Dataset excerpts:

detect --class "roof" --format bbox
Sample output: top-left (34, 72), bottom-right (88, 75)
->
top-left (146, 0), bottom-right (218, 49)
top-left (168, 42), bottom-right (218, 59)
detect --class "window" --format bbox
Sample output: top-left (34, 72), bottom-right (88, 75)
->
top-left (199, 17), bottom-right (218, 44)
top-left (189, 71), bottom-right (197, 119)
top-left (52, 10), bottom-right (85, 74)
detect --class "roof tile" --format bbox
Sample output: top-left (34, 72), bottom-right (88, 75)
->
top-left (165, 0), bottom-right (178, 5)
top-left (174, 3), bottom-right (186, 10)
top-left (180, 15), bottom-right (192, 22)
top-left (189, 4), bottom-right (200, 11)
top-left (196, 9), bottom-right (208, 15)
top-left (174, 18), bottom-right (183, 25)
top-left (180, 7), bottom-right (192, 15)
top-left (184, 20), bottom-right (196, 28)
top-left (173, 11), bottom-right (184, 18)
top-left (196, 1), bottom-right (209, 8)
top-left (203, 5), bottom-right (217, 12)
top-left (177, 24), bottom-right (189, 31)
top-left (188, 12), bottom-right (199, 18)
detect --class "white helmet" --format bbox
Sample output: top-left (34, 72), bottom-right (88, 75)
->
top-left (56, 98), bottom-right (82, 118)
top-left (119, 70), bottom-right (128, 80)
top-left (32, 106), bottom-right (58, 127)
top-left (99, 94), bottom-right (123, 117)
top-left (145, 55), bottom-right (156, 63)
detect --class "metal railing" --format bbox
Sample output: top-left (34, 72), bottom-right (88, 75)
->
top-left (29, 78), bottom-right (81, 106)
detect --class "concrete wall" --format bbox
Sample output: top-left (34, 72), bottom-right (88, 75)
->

> [WORK ITEM] Wherever the string "bbox" appears in the data above, copy the line it sits in.

> [RESPONSE TO THIS TASK]
detect --class "roof" --format bbox
detect --class "window" --format bbox
detect --class "roof tile" --format bbox
detect --class "white helmet" --format bbox
detect --class "metal railing" --format bbox
detect --class "concrete wall" --format bbox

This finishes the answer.